(Stored data entries)
+ + + +

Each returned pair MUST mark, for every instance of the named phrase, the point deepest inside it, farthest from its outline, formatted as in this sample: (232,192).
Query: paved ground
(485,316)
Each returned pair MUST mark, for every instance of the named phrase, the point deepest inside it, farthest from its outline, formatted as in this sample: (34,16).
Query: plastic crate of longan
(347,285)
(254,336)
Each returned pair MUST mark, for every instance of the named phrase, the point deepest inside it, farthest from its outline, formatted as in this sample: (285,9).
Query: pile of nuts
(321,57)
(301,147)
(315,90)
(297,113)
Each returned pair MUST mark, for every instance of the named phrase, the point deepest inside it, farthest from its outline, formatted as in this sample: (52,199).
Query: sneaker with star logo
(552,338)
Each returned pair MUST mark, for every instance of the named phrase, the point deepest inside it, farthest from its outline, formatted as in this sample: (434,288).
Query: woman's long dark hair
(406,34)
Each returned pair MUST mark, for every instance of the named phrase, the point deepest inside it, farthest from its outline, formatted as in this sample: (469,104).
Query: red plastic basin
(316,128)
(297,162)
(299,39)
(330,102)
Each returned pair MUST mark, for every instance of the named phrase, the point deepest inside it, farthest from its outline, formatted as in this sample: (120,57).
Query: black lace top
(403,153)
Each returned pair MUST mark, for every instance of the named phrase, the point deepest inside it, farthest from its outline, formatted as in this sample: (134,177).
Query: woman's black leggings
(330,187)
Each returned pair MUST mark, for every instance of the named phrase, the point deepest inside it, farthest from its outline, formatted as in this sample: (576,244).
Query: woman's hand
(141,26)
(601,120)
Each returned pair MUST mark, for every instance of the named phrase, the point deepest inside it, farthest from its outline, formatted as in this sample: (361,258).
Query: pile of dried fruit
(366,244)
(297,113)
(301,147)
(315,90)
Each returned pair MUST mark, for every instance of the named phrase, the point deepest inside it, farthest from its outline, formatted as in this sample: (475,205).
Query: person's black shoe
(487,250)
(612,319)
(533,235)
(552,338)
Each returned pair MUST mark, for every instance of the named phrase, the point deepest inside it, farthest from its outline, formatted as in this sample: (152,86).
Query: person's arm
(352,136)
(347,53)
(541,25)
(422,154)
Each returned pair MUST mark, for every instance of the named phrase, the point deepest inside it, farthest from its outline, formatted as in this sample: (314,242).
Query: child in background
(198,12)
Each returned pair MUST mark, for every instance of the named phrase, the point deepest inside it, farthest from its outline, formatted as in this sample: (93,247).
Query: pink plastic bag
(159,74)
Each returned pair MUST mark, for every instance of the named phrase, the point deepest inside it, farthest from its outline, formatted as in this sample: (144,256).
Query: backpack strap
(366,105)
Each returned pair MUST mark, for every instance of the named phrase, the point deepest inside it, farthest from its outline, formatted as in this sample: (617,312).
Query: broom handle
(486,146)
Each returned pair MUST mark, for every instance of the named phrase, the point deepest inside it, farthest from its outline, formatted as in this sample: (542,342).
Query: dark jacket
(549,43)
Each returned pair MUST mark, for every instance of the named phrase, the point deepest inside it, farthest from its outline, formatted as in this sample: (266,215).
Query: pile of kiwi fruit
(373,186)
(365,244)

+ + + +

Return every record above. Copy each one exactly.

Each returned pair MUST mark, for every instance of the named phrase, the point deepest inside it, farthest from its outline, formatted as in this sample: (232,192).
Query: paved ground
(485,316)
Each returned pair MUST mark, for every instance of the named phrase, the point deepest inside it, farthest from its outline, formatted as in this sample: (34,16).
Query: plastic crate of longan
(347,285)
(254,336)
Each returned pair MUST mark, for every instance of the named phrase, the point deepest inside it, farthest from its outline, formatted as in this sample: (285,9).
Query: pile of nuts
(321,57)
(301,147)
(315,90)
(297,113)
Each returned pair MUST mark, for every instance of the named phrase, the point deepest inside it, farthest from its outline, formatted as in this sample: (52,199).
Query: sneaker with star logo
(552,338)
Each returned pair MUST mark, for every instance of the named phrase, the point deepest inside it, farthest from its outline, formatted as in this sample: (434,288).
Query: woman's long dark hair
(406,34)
Each returned pair MUST mark, for every instance of the named phrase, the point deepest inside it, farthest from its outline, formatted as in this sample: (469,104).
Query: red plastic basin
(316,128)
(297,162)
(299,39)
(330,102)
Each returned pair MUST mark, for every instance of the named phrase, the point deepest inside it, farthest from its outline, formatted as in this sample: (120,57).
Query: black lace top
(403,153)
Each returned pair MUST mark, for every instance of the named phrase, the point deepest inside it, farthest from its outline, formatted as in this sample: (134,177).
Query: woman's black leggings
(330,187)
Each returned pair MUST mark, for every instance of the named phrase, the point deepest inside it, farthest from its outline, formatted as in this sample: (576,244).
Query: woman's hand
(141,26)
(601,120)
Each returned pair MUST mark, for every instance of the named phrase, the point deepest inside it, farthest from its outline, formatted as in this sample: (361,258).
Query: pile of dried fruit
(366,244)
(297,113)
(301,147)
(315,90)
Each returned pair MUST mark, for every instance of the named phrase, the point deepest inside it, farthest from its outline, formatted as in this sample: (475,205).
Query: person's black shoe
(487,250)
(612,319)
(533,235)
(552,338)
Each returned pair MUST mark, for every instance of the named phrase, the point deepest inside it, farthest from its outline, formatted as in this sample: (152,86).
Query: person's arm
(352,136)
(347,53)
(541,25)
(422,154)
Each returned pair MUST mark, for every instance of the named phrase, the point deepest inside it, farthest from its outline, formatted as in this sample: (314,242).
Query: child in background
(198,12)
Each returned pair MUST mark, for every instance of the named phrase, the point deepest inside it, farthest from its outline, formatted as in this sample: (93,247).
Query: pink plastic bag
(159,74)
Each returned pair MUST mark, for every instance of the named phrase, the point deepest inside it, farthest from its outline, formatted as in this sample: (144,256).
Query: backpack strap
(366,105)
Each returned pair MUST mark, for every instance of the named phrase, the point deepest inside it, farthest from its outline, formatted as in this sample: (617,312).
Query: broom handle
(486,146)
Each returned pair MUST mark, for every instance of the named phrase, the point deepest inside it, farthest from its outline, formatted as in this sample: (542,342).
Query: dark jacket
(549,43)
Each returned pair MUST mark, for every instance of the named phrase, the point deepest inside it, farthest from its outline, formatted as in this sample: (266,215).
Query: pile of kiwi fruit
(373,186)
(365,244)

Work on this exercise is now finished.